- [What the exercise asks]:
Copy out the lines below word for word, from first to last, but leave out the pictures.

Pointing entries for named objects
_ _ _ _ _
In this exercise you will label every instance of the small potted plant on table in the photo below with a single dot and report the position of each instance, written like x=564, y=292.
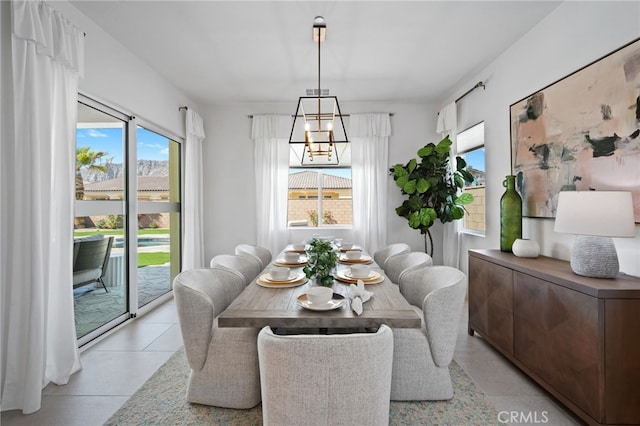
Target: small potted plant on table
x=322, y=261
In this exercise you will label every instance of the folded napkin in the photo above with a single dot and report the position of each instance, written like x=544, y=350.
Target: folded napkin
x=358, y=296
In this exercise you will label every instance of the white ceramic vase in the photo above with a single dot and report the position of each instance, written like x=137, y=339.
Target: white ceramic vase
x=525, y=248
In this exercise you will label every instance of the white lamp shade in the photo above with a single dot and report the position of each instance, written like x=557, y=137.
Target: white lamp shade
x=597, y=213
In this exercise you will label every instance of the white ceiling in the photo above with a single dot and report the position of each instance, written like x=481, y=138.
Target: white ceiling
x=262, y=51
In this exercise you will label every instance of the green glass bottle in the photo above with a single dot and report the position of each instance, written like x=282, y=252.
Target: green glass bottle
x=510, y=215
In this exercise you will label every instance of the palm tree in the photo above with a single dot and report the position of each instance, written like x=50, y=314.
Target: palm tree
x=85, y=158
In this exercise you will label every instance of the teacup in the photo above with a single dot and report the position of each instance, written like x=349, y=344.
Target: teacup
x=360, y=271
x=319, y=295
x=279, y=274
x=346, y=245
x=291, y=257
x=353, y=254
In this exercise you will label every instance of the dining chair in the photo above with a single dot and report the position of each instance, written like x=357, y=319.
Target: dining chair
x=382, y=255
x=223, y=360
x=248, y=268
x=398, y=265
x=340, y=379
x=263, y=255
x=421, y=357
x=90, y=260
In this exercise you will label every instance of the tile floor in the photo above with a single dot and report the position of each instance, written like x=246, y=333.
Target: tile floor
x=116, y=367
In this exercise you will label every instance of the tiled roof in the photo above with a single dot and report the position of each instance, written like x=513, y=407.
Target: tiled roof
x=309, y=179
x=145, y=183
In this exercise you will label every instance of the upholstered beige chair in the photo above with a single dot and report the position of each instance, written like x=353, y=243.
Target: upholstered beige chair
x=223, y=361
x=382, y=255
x=340, y=379
x=243, y=265
x=421, y=357
x=398, y=265
x=262, y=254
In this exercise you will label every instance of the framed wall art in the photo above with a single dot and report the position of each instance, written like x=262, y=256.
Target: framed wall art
x=580, y=133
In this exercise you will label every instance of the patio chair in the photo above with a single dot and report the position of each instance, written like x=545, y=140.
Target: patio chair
x=261, y=254
x=339, y=379
x=421, y=357
x=90, y=261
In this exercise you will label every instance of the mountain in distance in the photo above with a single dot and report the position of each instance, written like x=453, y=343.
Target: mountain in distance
x=115, y=170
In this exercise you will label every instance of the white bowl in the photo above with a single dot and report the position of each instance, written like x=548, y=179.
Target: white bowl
x=353, y=254
x=291, y=257
x=279, y=274
x=346, y=245
x=360, y=271
x=319, y=295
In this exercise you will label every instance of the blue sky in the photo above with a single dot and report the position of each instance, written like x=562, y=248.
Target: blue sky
x=151, y=146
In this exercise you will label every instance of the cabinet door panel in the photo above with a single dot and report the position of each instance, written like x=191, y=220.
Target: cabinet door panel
x=557, y=337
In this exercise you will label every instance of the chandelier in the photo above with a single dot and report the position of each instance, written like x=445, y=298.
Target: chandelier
x=318, y=132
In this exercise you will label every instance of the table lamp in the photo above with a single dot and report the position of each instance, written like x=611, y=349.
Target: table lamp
x=594, y=217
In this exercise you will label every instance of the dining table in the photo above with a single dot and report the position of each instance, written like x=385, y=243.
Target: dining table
x=285, y=306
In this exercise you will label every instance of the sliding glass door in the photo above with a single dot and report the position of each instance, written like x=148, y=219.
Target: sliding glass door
x=127, y=190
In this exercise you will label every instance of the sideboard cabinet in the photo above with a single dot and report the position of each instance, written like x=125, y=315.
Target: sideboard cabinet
x=577, y=337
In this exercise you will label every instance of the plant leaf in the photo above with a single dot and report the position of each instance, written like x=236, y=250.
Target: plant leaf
x=410, y=187
x=464, y=199
x=422, y=185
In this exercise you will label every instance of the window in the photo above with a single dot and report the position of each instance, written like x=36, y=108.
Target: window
x=320, y=197
x=470, y=146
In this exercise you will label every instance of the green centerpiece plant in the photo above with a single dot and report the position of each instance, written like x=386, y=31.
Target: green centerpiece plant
x=322, y=261
x=432, y=188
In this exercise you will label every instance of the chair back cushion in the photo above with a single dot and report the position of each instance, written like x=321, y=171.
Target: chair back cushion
x=248, y=268
x=340, y=379
x=400, y=264
x=381, y=256
x=260, y=253
x=201, y=295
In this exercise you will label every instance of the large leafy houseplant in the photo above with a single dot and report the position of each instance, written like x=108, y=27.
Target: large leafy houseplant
x=432, y=188
x=322, y=260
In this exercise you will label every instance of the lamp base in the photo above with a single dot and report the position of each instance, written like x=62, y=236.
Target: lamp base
x=594, y=257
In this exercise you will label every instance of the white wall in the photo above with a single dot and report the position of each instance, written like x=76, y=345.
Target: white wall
x=230, y=205
x=574, y=35
x=115, y=76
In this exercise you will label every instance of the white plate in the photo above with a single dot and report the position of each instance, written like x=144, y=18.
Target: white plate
x=264, y=283
x=372, y=275
x=377, y=279
x=337, y=301
x=362, y=259
x=282, y=262
x=292, y=277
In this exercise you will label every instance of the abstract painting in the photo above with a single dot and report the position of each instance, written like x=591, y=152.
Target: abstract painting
x=580, y=133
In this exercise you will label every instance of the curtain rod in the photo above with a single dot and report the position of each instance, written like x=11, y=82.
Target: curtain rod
_ _ _ _ _
- [Solution]:
In this exercise you will label every instance of the small potted plant on table in the photo below with a single dot and report the position of each instance, written like x=564, y=292.
Target: small potted plant on table
x=322, y=261
In this exercise you will label every instance of the folded napkin in the photo above with a single dot and report the position of each instance, written like x=544, y=350.
Target: folded napkin
x=358, y=296
In this exercise you will label every instance of the white ceramic vase in the photo above with a single dot and report the position of each instance, written like x=137, y=339.
Target: white ceramic vase
x=525, y=248
In this exercise you will label every instance of the white lamp shade in the photo above with a single dot and report the position of each instance, written like x=557, y=137.
Target: white lamp shade
x=597, y=213
In this exercise you will label every instance of the white ceiling in the photo above with a single dot and report the position of each instance, written like x=481, y=138.
Target: white ceiling
x=262, y=51
In this exercise you will label every instance of the green glass bottle in the photo above with a single dot and report the position of each instance, written like x=282, y=252.
Target: green glass bottle
x=510, y=215
In this exercise you will label every instance of the palm tree in the photo above with a single dot and report the position of each instance, written like x=50, y=314.
Target: palm tree
x=85, y=158
In this exercise you will label every instance of the teacup in the photo above with a single dot and report the position of each instance, written like x=349, y=344.
Target: teacup
x=360, y=271
x=319, y=295
x=279, y=274
x=346, y=245
x=291, y=257
x=353, y=254
In this exercise you will label every instance of the dining chair in the photo above with a single dot and report the position of each instance, written like x=357, y=319.
Target: dining chair
x=382, y=255
x=223, y=360
x=248, y=268
x=398, y=265
x=340, y=379
x=263, y=255
x=421, y=357
x=90, y=260
In this exercise you will label every instance of the tile floor in the photo above with a single dot and report the position of each instance, written like x=246, y=333.
Target: tile floor
x=116, y=367
In this exercise you will label every instance of the tiled roof in the photo above with a single dot and report the position of each instance, written like x=513, y=407.
Target: tiled roof
x=309, y=179
x=145, y=183
In this exercise you will label every instance of the upholstered beige chair in the photo above with a single dot and report the position of each instance, written like x=353, y=243.
Target: upholstered beige chair
x=223, y=361
x=382, y=255
x=340, y=379
x=243, y=265
x=421, y=357
x=398, y=265
x=262, y=254
In this exercise you will label every instance of the framed wall art in the photo above with a single dot and report the position of each instance, written like x=262, y=256.
Target: framed wall art
x=580, y=133
In this exercise you will label every instance of the patio chair in the photo above with a single dot and report the position of each instance, written like x=545, y=140.
Target: patio chair
x=261, y=254
x=339, y=379
x=421, y=357
x=90, y=261
In this exercise you will label every instance of the mountain in distance in the photo above with a single dot and report the position of each instance, written like x=453, y=343.
Target: mountain in distance
x=115, y=170
In this exercise you will label every instance of the white bowl in the photo above with a single dot and report the position of each instance, written like x=548, y=179.
Target: white bowl
x=353, y=254
x=291, y=257
x=279, y=274
x=346, y=245
x=360, y=271
x=319, y=295
In this exercise you will label every instance of the blue sky in the photo above with a single dot and report the position of each instance, written like x=562, y=248.
Target: blue sky
x=151, y=146
In this exercise you will label every instance of the cabinet door panel in the photo above with a single dot and report the position of each instance, written like x=191, y=220.
Target: cabinet door panel
x=557, y=337
In this exercise you will label every instance of the chandelier in the photo above with a single dot and report the position of each instance, written like x=445, y=298.
Target: chandelier
x=318, y=132
In this exercise you will label every instance of the table lamp in the photo above with a single dot and report the position of each instance, written like x=611, y=349.
Target: table lamp
x=594, y=217
In this exercise you will label every instance of the dining table in the photo above with a single dot and report the position of each instance, written like x=385, y=243.
Target: dining table
x=285, y=306
In this exercise you will label every instance of the sliding glass door in the photo above with a single dot and report the position of each instance, written like x=148, y=219.
Target: sliding glass door
x=127, y=190
In this exercise you will label every instance of the sideboard cabinet in the photo above with a single dot and report the position of each instance, written like x=125, y=315.
Target: sideboard cabinet
x=577, y=337
In this exercise you will label every instance of the plant leaf in the photo above with a single dot and report the position of each instance, written like x=236, y=250.
Target: plant leaf
x=410, y=187
x=464, y=199
x=422, y=185
In this exercise you will label every instance of the window in the photo above with a single dot and report the position of each instance, written like x=36, y=108.
Target: window
x=320, y=197
x=470, y=146
In this exercise you will label every instance of the green centerpiece plant in the photo above with a single dot and report the position of each instance, written like x=386, y=31.
Target: green centerpiece plant
x=322, y=261
x=432, y=188
In this exercise you will label every instance of the chair back cushion in the photo above with a single dot and report the position of each instance, written like x=321, y=171.
Target: chair back cushion
x=248, y=268
x=340, y=379
x=400, y=264
x=381, y=256
x=260, y=253
x=201, y=295
In this exercise you will label every instance of the large leafy houseplant in the photo above with a single dot and report the position of each instance, written like x=108, y=27.
Target: large leafy houseplant
x=432, y=188
x=322, y=260
In this exercise you will label every instance of the lamp base in the photo above with a single dot and report the position of each instance, written like x=62, y=236.
Target: lamp base
x=594, y=257
In this exercise you will label every instance of the white wall in the photo above with a single dot and report the position of each instance, written like x=76, y=345.
Target: white wall
x=230, y=205
x=574, y=35
x=115, y=76
In this exercise you will label every instance of the white plate in the photo above with a single dot and report the position of each instance, written like x=144, y=18.
Target: white plate
x=264, y=283
x=372, y=275
x=377, y=279
x=337, y=301
x=362, y=259
x=282, y=262
x=292, y=277
In this exercise you will label every instance of the abstract painting in the photo above with a single dot and report the position of each instance, written like x=591, y=152.
Target: abstract painting
x=580, y=133
In this exercise you will label every instance of the curtain rod in the photo above with a single dot and report the position of each instance, written like x=11, y=82.
Target: curtain rod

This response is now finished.